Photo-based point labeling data
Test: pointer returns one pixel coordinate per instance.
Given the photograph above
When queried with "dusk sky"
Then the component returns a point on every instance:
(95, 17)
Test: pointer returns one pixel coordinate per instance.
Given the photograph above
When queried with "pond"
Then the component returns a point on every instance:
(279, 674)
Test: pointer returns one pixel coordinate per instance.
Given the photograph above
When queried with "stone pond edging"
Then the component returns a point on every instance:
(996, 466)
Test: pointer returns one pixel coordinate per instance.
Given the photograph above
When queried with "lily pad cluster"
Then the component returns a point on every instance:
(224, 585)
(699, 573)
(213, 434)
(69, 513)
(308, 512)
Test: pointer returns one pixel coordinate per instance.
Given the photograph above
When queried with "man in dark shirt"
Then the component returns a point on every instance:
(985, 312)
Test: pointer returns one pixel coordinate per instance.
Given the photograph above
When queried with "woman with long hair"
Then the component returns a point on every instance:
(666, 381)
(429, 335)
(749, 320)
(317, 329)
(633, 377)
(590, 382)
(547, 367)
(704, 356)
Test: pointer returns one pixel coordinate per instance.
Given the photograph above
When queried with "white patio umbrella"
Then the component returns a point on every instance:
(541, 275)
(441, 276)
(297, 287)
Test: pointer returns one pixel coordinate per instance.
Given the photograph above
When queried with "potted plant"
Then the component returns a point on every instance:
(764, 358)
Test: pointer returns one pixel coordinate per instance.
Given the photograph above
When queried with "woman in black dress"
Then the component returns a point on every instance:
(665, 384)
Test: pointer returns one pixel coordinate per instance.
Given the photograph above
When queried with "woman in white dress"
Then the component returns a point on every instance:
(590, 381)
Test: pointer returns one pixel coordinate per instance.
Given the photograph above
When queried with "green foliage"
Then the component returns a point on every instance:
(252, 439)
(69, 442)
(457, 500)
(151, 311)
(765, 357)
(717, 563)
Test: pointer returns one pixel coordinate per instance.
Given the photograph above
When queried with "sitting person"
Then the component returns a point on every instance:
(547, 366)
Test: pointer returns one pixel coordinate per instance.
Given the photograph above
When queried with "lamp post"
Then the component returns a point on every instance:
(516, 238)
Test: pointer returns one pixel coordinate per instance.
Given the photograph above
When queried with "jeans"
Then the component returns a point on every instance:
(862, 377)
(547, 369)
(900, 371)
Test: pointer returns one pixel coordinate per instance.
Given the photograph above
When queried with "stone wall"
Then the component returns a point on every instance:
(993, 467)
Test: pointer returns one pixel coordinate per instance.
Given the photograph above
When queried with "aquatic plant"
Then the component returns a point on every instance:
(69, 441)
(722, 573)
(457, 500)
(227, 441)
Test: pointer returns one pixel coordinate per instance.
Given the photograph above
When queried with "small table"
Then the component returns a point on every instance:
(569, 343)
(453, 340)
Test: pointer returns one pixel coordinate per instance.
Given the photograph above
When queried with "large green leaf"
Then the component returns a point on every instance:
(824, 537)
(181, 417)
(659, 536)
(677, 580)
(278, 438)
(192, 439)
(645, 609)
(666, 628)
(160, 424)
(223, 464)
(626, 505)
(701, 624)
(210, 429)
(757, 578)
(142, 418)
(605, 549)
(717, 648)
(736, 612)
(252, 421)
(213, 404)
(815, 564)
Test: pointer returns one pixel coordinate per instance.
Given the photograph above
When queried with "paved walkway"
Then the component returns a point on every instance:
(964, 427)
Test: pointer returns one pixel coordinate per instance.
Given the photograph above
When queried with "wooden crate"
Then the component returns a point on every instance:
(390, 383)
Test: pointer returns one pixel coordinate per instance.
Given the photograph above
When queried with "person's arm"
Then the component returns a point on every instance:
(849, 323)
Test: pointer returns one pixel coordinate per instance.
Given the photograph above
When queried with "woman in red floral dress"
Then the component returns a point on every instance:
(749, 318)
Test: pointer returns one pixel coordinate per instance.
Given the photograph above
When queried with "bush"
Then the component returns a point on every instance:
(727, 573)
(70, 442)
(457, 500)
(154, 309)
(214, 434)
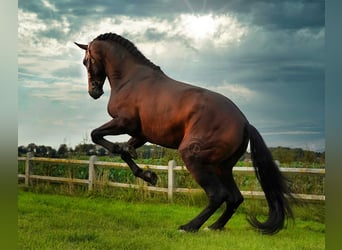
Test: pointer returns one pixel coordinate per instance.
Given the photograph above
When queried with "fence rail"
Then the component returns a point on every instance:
(172, 169)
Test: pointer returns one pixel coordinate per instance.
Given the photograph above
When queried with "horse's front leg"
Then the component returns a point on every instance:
(126, 150)
(112, 128)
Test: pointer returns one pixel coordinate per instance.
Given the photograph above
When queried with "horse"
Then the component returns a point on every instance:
(208, 129)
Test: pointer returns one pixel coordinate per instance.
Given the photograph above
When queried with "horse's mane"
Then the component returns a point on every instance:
(129, 46)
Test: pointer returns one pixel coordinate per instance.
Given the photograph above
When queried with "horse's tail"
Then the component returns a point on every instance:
(273, 184)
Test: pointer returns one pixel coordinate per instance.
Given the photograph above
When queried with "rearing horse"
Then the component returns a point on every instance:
(208, 129)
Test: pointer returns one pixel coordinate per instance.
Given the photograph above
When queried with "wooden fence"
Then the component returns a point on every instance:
(172, 170)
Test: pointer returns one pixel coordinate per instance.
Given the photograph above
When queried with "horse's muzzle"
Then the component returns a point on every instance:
(95, 89)
(95, 92)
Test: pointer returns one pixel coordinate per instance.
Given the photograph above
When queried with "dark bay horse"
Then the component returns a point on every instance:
(208, 129)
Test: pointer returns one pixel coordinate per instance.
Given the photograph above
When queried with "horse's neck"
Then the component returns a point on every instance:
(132, 72)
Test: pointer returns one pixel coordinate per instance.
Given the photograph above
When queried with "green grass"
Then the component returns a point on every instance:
(47, 221)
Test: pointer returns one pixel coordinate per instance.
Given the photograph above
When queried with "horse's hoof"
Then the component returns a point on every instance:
(130, 150)
(150, 177)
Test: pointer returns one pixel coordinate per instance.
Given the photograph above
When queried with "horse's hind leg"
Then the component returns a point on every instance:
(214, 189)
(232, 202)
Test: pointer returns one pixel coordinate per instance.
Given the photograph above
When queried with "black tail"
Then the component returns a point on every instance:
(273, 184)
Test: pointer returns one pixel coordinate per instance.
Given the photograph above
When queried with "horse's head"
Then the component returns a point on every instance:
(95, 69)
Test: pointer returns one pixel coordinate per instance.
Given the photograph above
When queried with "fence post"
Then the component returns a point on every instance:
(91, 178)
(171, 179)
(29, 155)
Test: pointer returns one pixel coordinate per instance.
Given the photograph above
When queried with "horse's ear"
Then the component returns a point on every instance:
(82, 46)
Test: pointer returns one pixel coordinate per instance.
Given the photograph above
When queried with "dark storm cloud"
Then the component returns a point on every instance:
(280, 57)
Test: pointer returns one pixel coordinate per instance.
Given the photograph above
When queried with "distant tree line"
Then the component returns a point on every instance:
(281, 154)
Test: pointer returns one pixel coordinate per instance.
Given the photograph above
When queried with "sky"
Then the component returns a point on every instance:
(266, 56)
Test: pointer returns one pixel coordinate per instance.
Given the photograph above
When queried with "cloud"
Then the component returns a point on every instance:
(235, 92)
(267, 57)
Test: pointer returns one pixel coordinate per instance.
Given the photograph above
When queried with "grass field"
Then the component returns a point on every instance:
(47, 221)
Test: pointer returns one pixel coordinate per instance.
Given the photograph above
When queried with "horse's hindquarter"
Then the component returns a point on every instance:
(175, 113)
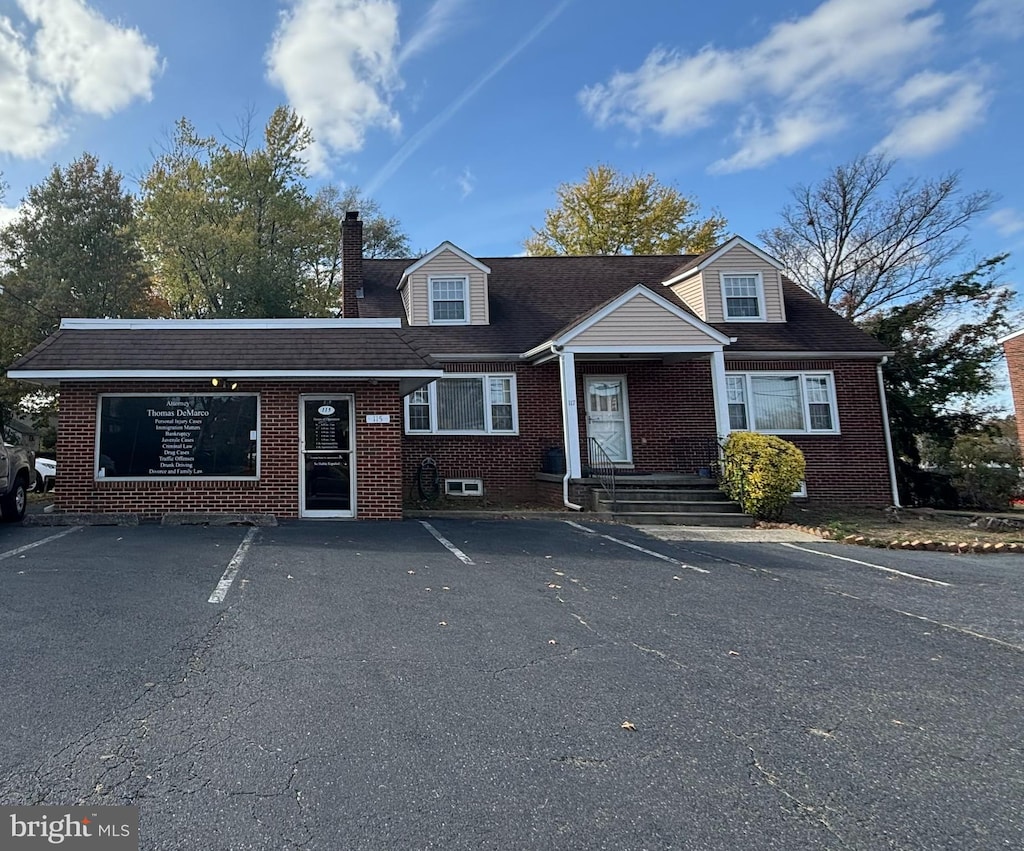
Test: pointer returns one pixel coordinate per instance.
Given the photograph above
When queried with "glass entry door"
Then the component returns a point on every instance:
(327, 473)
(607, 416)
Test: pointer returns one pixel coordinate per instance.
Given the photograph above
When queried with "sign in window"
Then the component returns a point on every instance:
(178, 436)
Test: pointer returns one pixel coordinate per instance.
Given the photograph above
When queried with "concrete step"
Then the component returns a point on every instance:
(643, 518)
(683, 506)
(673, 495)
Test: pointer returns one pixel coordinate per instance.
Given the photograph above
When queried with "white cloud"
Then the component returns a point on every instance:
(800, 70)
(98, 67)
(786, 135)
(27, 105)
(998, 17)
(64, 56)
(950, 104)
(421, 136)
(437, 23)
(1008, 222)
(336, 61)
(466, 182)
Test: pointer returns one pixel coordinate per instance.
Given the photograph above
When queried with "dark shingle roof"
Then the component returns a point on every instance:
(532, 298)
(219, 349)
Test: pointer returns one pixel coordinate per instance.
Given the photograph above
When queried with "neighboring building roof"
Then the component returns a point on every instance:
(532, 298)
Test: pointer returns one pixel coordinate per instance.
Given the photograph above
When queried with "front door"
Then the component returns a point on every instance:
(327, 470)
(607, 417)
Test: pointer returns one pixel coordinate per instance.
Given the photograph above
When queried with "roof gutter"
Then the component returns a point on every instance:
(733, 354)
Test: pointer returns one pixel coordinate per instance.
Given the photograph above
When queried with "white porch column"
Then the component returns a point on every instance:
(720, 392)
(570, 417)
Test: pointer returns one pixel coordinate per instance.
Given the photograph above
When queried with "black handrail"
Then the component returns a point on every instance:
(603, 468)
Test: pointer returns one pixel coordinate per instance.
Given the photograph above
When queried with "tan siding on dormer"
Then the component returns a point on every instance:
(404, 303)
(641, 323)
(690, 292)
(738, 260)
(444, 264)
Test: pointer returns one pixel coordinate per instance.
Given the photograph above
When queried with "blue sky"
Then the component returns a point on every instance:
(462, 117)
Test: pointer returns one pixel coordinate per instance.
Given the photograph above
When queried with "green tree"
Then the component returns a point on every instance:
(224, 224)
(382, 238)
(945, 353)
(861, 244)
(612, 213)
(231, 229)
(72, 251)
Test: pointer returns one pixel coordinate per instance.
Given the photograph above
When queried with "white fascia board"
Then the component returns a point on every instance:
(430, 255)
(213, 372)
(660, 301)
(485, 356)
(1011, 336)
(645, 349)
(804, 355)
(722, 250)
(237, 325)
(543, 347)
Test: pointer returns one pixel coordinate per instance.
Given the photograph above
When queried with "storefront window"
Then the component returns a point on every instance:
(178, 436)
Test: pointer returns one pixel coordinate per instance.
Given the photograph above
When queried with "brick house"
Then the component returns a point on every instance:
(1013, 347)
(478, 376)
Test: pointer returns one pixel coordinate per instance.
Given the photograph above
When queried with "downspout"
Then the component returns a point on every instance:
(565, 427)
(885, 428)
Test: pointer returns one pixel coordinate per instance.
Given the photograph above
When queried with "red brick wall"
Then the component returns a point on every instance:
(672, 423)
(1014, 350)
(378, 455)
(851, 467)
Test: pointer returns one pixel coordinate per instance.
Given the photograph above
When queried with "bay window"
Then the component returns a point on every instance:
(464, 405)
(782, 402)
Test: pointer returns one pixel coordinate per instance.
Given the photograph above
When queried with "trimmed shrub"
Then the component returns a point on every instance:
(761, 472)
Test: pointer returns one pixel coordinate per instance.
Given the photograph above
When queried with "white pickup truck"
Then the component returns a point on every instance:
(17, 476)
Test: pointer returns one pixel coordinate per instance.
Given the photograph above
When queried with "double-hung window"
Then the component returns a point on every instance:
(464, 405)
(782, 402)
(449, 301)
(742, 297)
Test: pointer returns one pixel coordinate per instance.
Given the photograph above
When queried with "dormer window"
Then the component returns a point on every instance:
(743, 297)
(449, 300)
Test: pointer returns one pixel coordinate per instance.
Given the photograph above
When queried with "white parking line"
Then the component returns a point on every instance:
(963, 630)
(868, 564)
(232, 567)
(27, 547)
(465, 559)
(643, 550)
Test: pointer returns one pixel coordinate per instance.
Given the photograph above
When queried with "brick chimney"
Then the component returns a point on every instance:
(351, 264)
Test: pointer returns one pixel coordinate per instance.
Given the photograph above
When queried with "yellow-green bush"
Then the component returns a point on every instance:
(761, 472)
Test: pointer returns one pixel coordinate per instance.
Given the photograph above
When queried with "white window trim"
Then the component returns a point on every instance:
(761, 297)
(803, 376)
(465, 298)
(488, 427)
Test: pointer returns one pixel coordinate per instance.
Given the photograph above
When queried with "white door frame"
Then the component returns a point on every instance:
(627, 430)
(349, 399)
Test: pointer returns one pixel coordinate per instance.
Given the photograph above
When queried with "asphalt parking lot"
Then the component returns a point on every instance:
(512, 684)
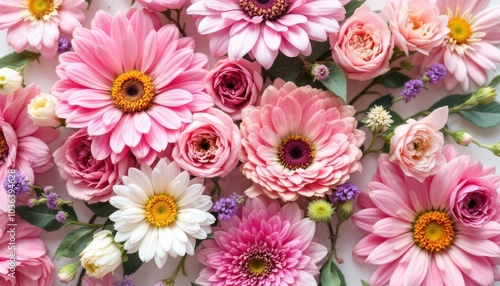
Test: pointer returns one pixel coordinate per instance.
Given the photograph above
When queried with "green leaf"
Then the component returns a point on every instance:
(18, 61)
(352, 6)
(40, 216)
(450, 101)
(102, 209)
(392, 79)
(330, 275)
(288, 69)
(74, 242)
(132, 264)
(336, 81)
(483, 115)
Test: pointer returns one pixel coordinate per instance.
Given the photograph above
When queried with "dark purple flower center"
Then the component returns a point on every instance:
(296, 152)
(267, 9)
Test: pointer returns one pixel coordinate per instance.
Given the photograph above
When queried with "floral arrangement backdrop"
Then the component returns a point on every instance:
(384, 168)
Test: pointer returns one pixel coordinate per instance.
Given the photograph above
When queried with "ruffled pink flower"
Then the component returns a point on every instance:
(234, 85)
(416, 25)
(38, 24)
(33, 266)
(301, 141)
(364, 45)
(265, 245)
(132, 82)
(23, 145)
(208, 147)
(413, 236)
(469, 50)
(264, 28)
(416, 146)
(86, 178)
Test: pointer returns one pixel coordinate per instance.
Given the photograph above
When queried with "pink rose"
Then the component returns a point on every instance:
(234, 85)
(417, 145)
(208, 146)
(33, 266)
(88, 179)
(363, 47)
(416, 25)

_THE PROBLEM_. Identify each line in the material that contains the string "dormer", and copy those lines in full.

_RESULT_.
When queried with "tan siding on dormer"
When queried with "dormer window"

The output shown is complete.